Assignment
Leave every picture out and give back the lines below from the first through the line that holds "One point rides on each instance of the tricolor", exactly as written.

*** Opening Source data ***

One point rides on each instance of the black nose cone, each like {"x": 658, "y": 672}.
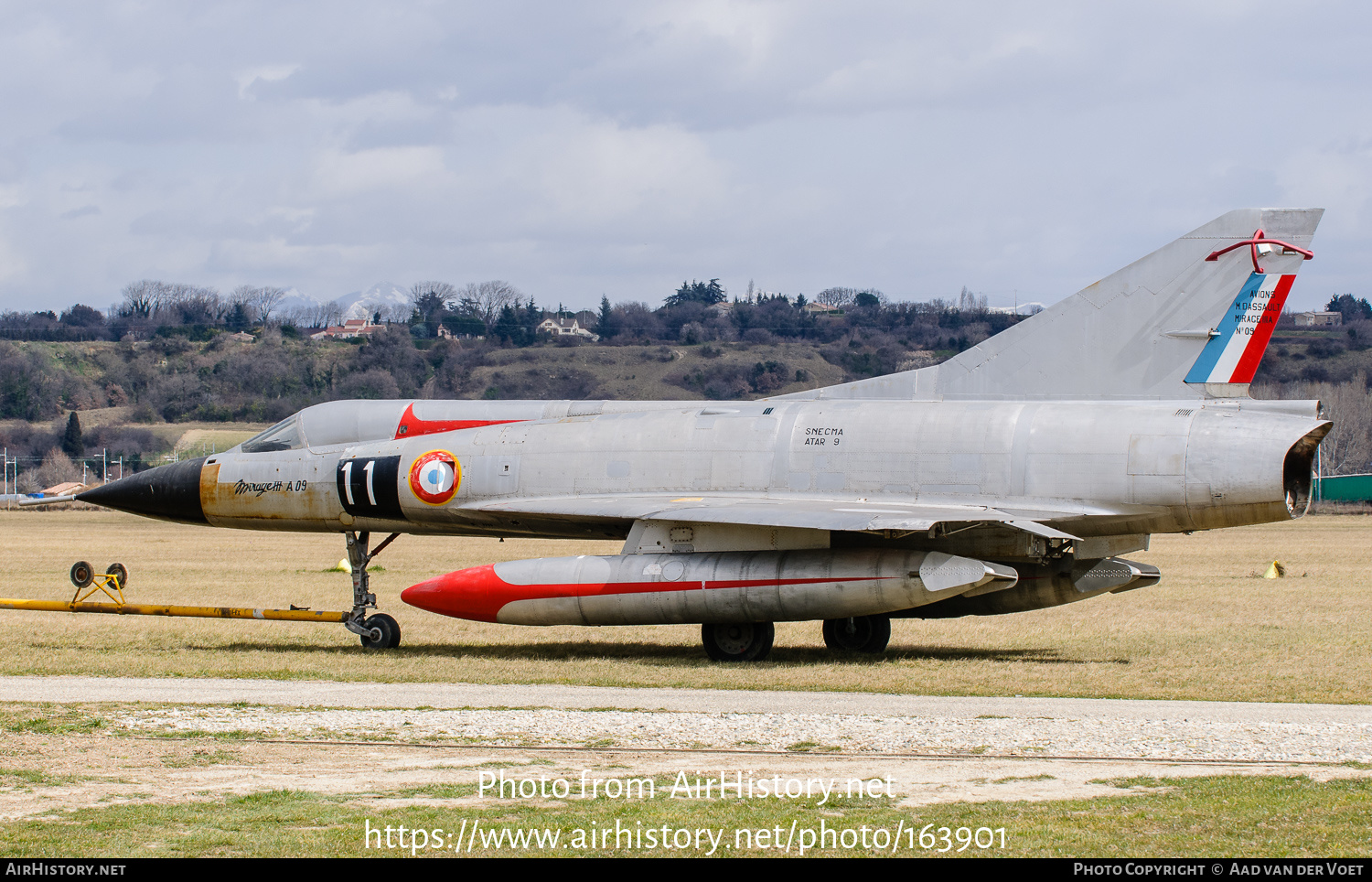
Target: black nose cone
{"x": 170, "y": 492}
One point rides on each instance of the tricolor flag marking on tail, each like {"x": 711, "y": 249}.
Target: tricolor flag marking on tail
{"x": 1232, "y": 356}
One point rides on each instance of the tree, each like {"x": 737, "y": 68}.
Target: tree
{"x": 431, "y": 301}
{"x": 1349, "y": 307}
{"x": 707, "y": 293}
{"x": 606, "y": 324}
{"x": 490, "y": 298}
{"x": 71, "y": 441}
{"x": 82, "y": 316}
{"x": 836, "y": 298}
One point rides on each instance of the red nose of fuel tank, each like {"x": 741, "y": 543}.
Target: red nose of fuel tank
{"x": 477, "y": 594}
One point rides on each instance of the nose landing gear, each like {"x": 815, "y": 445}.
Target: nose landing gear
{"x": 379, "y": 631}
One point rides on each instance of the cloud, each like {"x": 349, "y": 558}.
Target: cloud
{"x": 617, "y": 147}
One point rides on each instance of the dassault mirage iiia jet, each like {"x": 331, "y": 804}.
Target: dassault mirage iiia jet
{"x": 1009, "y": 478}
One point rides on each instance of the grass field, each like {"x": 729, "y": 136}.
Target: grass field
{"x": 1212, "y": 629}
{"x": 1210, "y": 816}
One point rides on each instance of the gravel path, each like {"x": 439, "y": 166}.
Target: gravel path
{"x": 749, "y": 720}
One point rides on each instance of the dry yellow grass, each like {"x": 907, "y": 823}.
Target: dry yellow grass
{"x": 1212, "y": 629}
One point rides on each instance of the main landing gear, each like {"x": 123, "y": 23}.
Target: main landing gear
{"x": 379, "y": 631}
{"x": 749, "y": 640}
{"x": 859, "y": 634}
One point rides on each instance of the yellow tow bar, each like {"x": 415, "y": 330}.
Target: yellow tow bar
{"x": 112, "y": 585}
{"x": 194, "y": 612}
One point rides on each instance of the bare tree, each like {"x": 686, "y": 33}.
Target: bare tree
{"x": 1347, "y": 447}
{"x": 257, "y": 302}
{"x": 488, "y": 298}
{"x": 836, "y": 298}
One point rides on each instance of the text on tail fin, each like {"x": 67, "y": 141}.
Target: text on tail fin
{"x": 1242, "y": 337}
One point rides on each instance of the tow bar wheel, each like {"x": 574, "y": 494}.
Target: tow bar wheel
{"x": 82, "y": 574}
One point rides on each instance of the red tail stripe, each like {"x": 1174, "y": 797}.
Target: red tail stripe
{"x": 1267, "y": 324}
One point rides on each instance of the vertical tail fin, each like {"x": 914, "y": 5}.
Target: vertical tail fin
{"x": 1157, "y": 328}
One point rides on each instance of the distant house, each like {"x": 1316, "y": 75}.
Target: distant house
{"x": 350, "y": 328}
{"x": 564, "y": 327}
{"x": 1319, "y": 320}
{"x": 63, "y": 489}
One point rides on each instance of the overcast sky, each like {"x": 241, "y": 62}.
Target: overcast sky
{"x": 617, "y": 148}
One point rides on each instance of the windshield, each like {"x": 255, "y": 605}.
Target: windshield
{"x": 284, "y": 436}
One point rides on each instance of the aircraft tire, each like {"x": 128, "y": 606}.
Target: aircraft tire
{"x": 82, "y": 574}
{"x": 120, "y": 572}
{"x": 748, "y": 640}
{"x": 390, "y": 629}
{"x": 864, "y": 634}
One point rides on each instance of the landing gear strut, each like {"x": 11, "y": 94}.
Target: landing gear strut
{"x": 861, "y": 634}
{"x": 749, "y": 640}
{"x": 378, "y": 631}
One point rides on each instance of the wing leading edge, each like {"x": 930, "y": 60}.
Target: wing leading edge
{"x": 833, "y": 514}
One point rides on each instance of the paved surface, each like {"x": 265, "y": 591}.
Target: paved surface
{"x": 678, "y": 719}
{"x": 378, "y": 741}
{"x": 329, "y": 694}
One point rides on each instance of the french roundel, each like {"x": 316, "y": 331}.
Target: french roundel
{"x": 435, "y": 478}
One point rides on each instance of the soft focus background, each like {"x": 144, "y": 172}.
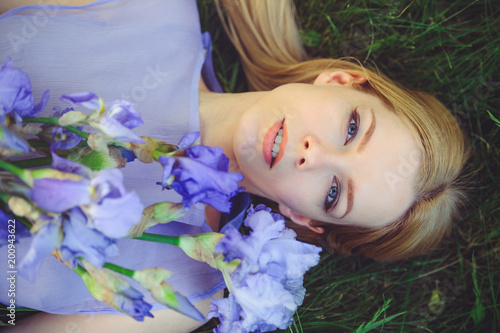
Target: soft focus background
{"x": 451, "y": 50}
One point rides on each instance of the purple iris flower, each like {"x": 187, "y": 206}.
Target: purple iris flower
{"x": 15, "y": 229}
{"x": 135, "y": 307}
{"x": 15, "y": 94}
{"x": 59, "y": 195}
{"x": 201, "y": 176}
{"x": 267, "y": 285}
{"x": 115, "y": 121}
{"x": 113, "y": 210}
{"x": 124, "y": 113}
{"x": 45, "y": 241}
{"x": 63, "y": 138}
{"x": 10, "y": 140}
{"x": 82, "y": 241}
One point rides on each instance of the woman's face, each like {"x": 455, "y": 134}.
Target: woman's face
{"x": 343, "y": 157}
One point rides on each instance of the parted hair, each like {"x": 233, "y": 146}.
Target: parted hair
{"x": 265, "y": 34}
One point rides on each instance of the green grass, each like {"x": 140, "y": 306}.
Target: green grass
{"x": 451, "y": 50}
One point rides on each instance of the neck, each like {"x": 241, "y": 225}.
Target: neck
{"x": 219, "y": 116}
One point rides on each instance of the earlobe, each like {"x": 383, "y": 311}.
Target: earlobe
{"x": 299, "y": 219}
{"x": 339, "y": 78}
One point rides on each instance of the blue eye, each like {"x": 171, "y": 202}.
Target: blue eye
{"x": 332, "y": 195}
{"x": 352, "y": 128}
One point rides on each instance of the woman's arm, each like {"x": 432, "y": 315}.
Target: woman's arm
{"x": 6, "y": 5}
{"x": 165, "y": 321}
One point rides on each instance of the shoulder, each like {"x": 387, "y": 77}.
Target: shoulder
{"x": 7, "y": 5}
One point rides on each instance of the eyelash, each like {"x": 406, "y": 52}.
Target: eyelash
{"x": 330, "y": 201}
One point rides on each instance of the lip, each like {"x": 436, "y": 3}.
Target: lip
{"x": 267, "y": 145}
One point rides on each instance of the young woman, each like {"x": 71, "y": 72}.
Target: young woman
{"x": 356, "y": 162}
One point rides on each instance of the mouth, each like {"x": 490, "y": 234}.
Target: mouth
{"x": 274, "y": 144}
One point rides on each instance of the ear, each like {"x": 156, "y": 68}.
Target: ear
{"x": 299, "y": 219}
{"x": 339, "y": 78}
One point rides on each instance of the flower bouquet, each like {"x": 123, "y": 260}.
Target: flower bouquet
{"x": 61, "y": 184}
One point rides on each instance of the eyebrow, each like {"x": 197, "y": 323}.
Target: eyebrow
{"x": 364, "y": 141}
{"x": 350, "y": 198}
{"x": 368, "y": 133}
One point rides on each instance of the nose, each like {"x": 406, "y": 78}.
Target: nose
{"x": 313, "y": 154}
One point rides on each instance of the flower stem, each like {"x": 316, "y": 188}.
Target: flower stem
{"x": 53, "y": 121}
{"x": 24, "y": 175}
{"x": 119, "y": 269}
{"x": 174, "y": 240}
{"x": 4, "y": 198}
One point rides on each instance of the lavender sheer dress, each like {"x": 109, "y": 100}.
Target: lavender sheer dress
{"x": 150, "y": 52}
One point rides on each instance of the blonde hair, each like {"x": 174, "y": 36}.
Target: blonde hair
{"x": 266, "y": 36}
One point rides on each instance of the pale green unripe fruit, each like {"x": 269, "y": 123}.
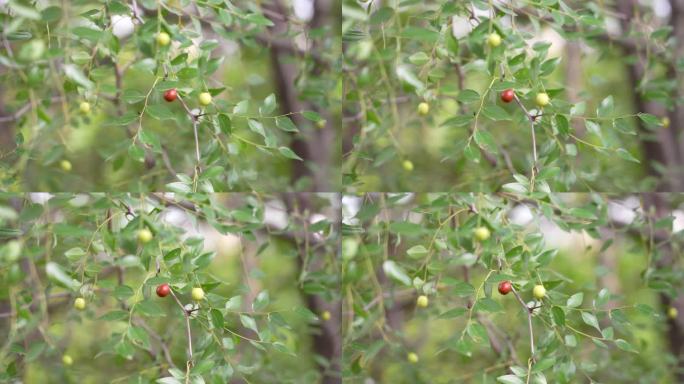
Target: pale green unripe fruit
{"x": 79, "y": 303}
{"x": 145, "y": 235}
{"x": 65, "y": 165}
{"x": 197, "y": 294}
{"x": 542, "y": 99}
{"x": 665, "y": 122}
{"x": 325, "y": 316}
{"x": 163, "y": 39}
{"x": 423, "y": 108}
{"x": 422, "y": 301}
{"x": 84, "y": 107}
{"x": 539, "y": 292}
{"x": 672, "y": 312}
{"x": 482, "y": 233}
{"x": 205, "y": 98}
{"x": 494, "y": 40}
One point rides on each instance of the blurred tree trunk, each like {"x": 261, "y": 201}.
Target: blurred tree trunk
{"x": 328, "y": 341}
{"x": 660, "y": 146}
{"x": 313, "y": 145}
{"x": 677, "y": 22}
{"x": 656, "y": 205}
{"x": 573, "y": 79}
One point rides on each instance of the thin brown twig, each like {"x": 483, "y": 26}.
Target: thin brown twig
{"x": 528, "y": 311}
{"x": 188, "y": 332}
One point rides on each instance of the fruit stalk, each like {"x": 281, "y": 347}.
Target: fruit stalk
{"x": 529, "y": 321}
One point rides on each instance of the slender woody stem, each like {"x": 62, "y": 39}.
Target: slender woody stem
{"x": 529, "y": 321}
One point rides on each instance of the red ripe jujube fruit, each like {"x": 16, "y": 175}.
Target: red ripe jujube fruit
{"x": 163, "y": 290}
{"x": 505, "y": 287}
{"x": 170, "y": 95}
{"x": 507, "y": 95}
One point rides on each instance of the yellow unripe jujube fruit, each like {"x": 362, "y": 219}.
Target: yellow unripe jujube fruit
{"x": 494, "y": 40}
{"x": 163, "y": 38}
{"x": 205, "y": 98}
{"x": 423, "y": 108}
{"x": 145, "y": 235}
{"x": 197, "y": 294}
{"x": 79, "y": 303}
{"x": 542, "y": 99}
{"x": 422, "y": 301}
{"x": 482, "y": 233}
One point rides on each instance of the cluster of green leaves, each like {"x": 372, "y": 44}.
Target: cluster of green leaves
{"x": 62, "y": 57}
{"x": 398, "y": 56}
{"x": 87, "y": 246}
{"x": 399, "y": 246}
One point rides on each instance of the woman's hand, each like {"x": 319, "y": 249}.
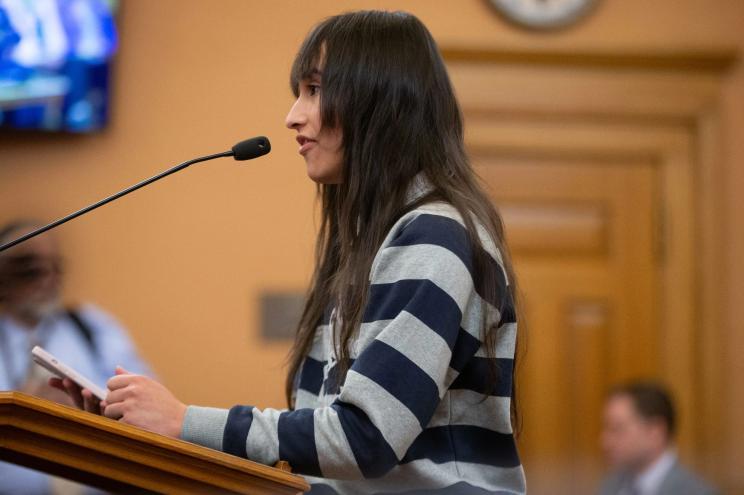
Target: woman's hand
{"x": 82, "y": 398}
{"x": 140, "y": 401}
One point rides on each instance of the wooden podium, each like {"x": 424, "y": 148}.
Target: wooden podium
{"x": 120, "y": 458}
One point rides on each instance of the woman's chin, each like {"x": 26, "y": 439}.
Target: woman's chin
{"x": 323, "y": 176}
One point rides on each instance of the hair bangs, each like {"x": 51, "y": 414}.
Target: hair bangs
{"x": 308, "y": 60}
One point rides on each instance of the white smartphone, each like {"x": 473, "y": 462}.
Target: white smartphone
{"x": 48, "y": 361}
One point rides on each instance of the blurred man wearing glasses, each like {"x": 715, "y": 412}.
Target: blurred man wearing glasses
{"x": 31, "y": 313}
{"x": 638, "y": 440}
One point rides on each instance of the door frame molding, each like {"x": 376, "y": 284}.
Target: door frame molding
{"x": 679, "y": 96}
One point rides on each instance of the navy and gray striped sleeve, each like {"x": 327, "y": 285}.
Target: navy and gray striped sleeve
{"x": 421, "y": 285}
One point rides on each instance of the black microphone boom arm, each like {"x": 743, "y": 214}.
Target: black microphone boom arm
{"x": 256, "y": 147}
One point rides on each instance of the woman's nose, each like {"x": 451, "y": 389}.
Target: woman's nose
{"x": 296, "y": 117}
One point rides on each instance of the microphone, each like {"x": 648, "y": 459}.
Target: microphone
{"x": 244, "y": 150}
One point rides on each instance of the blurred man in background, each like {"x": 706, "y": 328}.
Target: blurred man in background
{"x": 638, "y": 441}
{"x": 31, "y": 313}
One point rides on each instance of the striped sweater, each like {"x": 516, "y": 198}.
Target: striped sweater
{"x": 417, "y": 412}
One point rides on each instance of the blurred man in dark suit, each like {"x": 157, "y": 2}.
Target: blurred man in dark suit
{"x": 638, "y": 440}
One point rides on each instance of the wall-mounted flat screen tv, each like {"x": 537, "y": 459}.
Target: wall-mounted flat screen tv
{"x": 55, "y": 64}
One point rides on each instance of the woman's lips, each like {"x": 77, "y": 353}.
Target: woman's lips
{"x": 306, "y": 145}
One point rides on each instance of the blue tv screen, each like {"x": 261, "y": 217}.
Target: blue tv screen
{"x": 55, "y": 64}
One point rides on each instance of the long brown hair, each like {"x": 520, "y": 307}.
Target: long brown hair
{"x": 384, "y": 84}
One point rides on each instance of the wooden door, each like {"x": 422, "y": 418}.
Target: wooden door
{"x": 582, "y": 240}
{"x": 604, "y": 167}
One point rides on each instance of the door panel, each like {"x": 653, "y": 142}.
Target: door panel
{"x": 582, "y": 240}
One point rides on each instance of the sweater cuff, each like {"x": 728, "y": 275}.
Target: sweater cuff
{"x": 204, "y": 426}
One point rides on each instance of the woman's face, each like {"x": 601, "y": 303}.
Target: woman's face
{"x": 320, "y": 147}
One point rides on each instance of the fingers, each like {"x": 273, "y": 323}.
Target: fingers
{"x": 121, "y": 380}
{"x": 114, "y": 411}
{"x": 91, "y": 402}
{"x": 73, "y": 390}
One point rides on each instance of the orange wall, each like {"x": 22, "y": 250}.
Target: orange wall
{"x": 183, "y": 262}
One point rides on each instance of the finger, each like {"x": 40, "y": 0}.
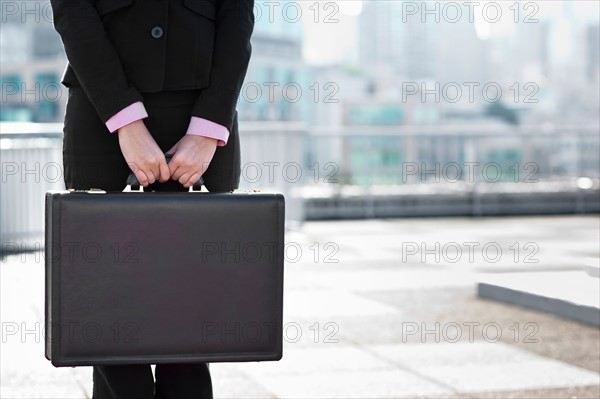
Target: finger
{"x": 142, "y": 179}
{"x": 176, "y": 169}
{"x": 195, "y": 177}
{"x": 184, "y": 179}
{"x": 150, "y": 175}
{"x": 164, "y": 171}
{"x": 173, "y": 149}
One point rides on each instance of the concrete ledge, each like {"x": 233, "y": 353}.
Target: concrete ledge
{"x": 571, "y": 294}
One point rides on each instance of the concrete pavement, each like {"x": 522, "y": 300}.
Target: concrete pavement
{"x": 382, "y": 308}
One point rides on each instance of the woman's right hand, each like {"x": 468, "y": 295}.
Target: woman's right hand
{"x": 143, "y": 155}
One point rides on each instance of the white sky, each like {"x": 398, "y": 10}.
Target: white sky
{"x": 331, "y": 42}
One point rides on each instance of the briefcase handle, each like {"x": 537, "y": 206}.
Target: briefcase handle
{"x": 134, "y": 185}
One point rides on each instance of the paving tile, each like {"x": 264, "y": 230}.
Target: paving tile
{"x": 353, "y": 384}
{"x": 316, "y": 360}
{"x": 320, "y": 303}
{"x": 388, "y": 280}
{"x": 483, "y": 366}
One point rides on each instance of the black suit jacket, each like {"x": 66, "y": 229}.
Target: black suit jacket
{"x": 119, "y": 49}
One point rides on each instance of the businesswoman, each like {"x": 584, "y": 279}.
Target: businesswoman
{"x": 145, "y": 78}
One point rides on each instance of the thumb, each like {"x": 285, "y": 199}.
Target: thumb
{"x": 173, "y": 149}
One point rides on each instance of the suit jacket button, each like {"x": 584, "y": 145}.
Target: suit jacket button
{"x": 157, "y": 32}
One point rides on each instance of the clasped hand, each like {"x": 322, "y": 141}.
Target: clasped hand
{"x": 191, "y": 156}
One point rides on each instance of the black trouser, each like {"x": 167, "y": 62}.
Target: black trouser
{"x": 92, "y": 158}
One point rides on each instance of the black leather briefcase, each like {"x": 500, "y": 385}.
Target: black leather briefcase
{"x": 163, "y": 277}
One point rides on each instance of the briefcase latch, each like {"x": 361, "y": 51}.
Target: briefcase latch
{"x": 96, "y": 191}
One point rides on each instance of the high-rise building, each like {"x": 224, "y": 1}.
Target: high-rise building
{"x": 389, "y": 38}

*** Closing Source data ***

Result of this exercise
One point rides on each instance of the black nose cone, each like {"x": 658, "y": 672}.
Target: black nose cone
{"x": 170, "y": 492}
One point rides on each instance of the tricolor flag marking on tail, each like {"x": 711, "y": 249}.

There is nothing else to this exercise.